● What the exercise asks
Here are some entries. Repeat all of them exactly.

= = = = =

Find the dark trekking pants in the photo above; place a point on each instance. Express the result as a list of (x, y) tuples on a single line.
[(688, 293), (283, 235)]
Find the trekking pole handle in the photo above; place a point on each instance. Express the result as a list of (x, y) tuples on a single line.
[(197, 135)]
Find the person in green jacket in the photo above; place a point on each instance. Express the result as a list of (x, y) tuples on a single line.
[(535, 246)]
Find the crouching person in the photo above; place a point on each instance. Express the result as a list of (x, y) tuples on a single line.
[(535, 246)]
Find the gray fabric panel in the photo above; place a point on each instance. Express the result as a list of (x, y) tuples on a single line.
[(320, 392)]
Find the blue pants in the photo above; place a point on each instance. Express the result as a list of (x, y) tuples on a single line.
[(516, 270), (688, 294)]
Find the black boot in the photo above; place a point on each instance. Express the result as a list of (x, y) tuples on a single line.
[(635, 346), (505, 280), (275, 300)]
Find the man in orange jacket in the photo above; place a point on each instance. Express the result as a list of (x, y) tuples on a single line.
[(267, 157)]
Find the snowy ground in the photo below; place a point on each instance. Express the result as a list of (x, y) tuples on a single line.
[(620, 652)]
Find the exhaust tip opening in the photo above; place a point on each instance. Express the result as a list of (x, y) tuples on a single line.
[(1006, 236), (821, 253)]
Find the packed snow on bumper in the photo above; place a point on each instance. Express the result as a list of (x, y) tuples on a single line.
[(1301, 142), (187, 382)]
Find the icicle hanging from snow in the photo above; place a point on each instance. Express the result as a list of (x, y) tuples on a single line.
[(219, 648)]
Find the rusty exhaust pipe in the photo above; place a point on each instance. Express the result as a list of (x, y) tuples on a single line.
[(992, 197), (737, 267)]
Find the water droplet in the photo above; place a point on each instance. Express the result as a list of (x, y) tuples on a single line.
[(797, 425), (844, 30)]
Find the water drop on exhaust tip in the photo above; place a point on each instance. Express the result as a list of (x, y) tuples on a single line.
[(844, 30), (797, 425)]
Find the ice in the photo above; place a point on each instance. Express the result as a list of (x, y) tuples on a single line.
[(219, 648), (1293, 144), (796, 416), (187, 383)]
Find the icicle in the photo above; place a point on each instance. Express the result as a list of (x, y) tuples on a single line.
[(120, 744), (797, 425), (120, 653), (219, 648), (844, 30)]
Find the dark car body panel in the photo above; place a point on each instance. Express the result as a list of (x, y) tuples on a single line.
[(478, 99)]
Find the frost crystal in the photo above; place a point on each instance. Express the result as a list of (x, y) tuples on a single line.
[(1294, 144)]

= = = = =

● Answer box
Find the dark trekking pants in the photo above; place a point on each instance. Express the result as a list of (x, y) tuples on a single line.
[(688, 293), (283, 235)]
Find the trekking pole handle in the photo above; place a point on each instance. Express the result as a list of (x, y) tuples on a single line.
[(197, 135)]
Find the person in green jacket in the photo above; place a point on each instance. Express the result as a list of (x, y) tuples on a single line.
[(535, 246)]
Find the crouching person in the photo above; place a point on each instance. Express the result as a list of (x, y) tuples on a single line.
[(535, 246)]
Find the gray fabric panel in the photo above; place a point on each instance. Express the result as a list of (x, y) tuples on a single line.
[(320, 392)]
Find the blue pants in the photo above; place a point on each instance. Express the result as a list of (x, y) tuples on a single line.
[(516, 270), (688, 294)]
Find the black boot in the photo above; place a point on each instance. Express the result as a list of (x, y) tuples on a single line.
[(635, 346), (505, 280), (275, 300)]
Find the man in orange jacket in the photo above; place a point on each instance. Express the result as a list of (x, y) tuples on a single line.
[(267, 157)]
Find the snowy ground in the photo below; place a point on each instance. Express the result as a list of (x, y) tuples on a single line.
[(620, 652)]
Find the exhaust tip opening in the photo above; place a point on each instance. Express the result as a list of (x, y) tuples on a single line.
[(1006, 236), (821, 253)]
Find the packed snow on bumper in the photo above; place a point on each instance. Express the result as a list of (x, y) tuples on a single line.
[(1301, 142), (187, 382)]
Find the icicle hanging from snow in the photo above; place a point on each instance. Express the result as a list of (x, y) tuples on a single line.
[(219, 648)]
Find the rusty exhaust pipe in the photo above; place a point on each instance. Express the result as a list of (x, y) tuples on a single line.
[(992, 197), (737, 267)]
Find the water droplet in the photo above; place a point on each instance. Express the result as a list of (x, y) tuples on a single line.
[(797, 425), (844, 30)]
Find the water drop on exhaust tip in the photo above; place a point on each instance. Express the result as a list of (x, y) tuples on a single line.
[(844, 30), (797, 425)]
Find the ice in the photo above; place a point on each instance. Express the result as a list of (x, y) tuples on a single line.
[(219, 648), (1293, 144), (796, 416), (187, 383)]
Find the icicle in the photo above; place a point on each instance. Express the result as a list of (x, y) tuples on a single line.
[(120, 744), (797, 425), (120, 653), (219, 648), (844, 30)]
Find the dark car body panel in the photo above; place a point on each instance. Express the result as a list of (x, y) tuples on a single line.
[(478, 99)]
Find the frost crystal in the photo above; place a point on each instance. Express the result as a list of (x, y) tuples on a single line.
[(1294, 144)]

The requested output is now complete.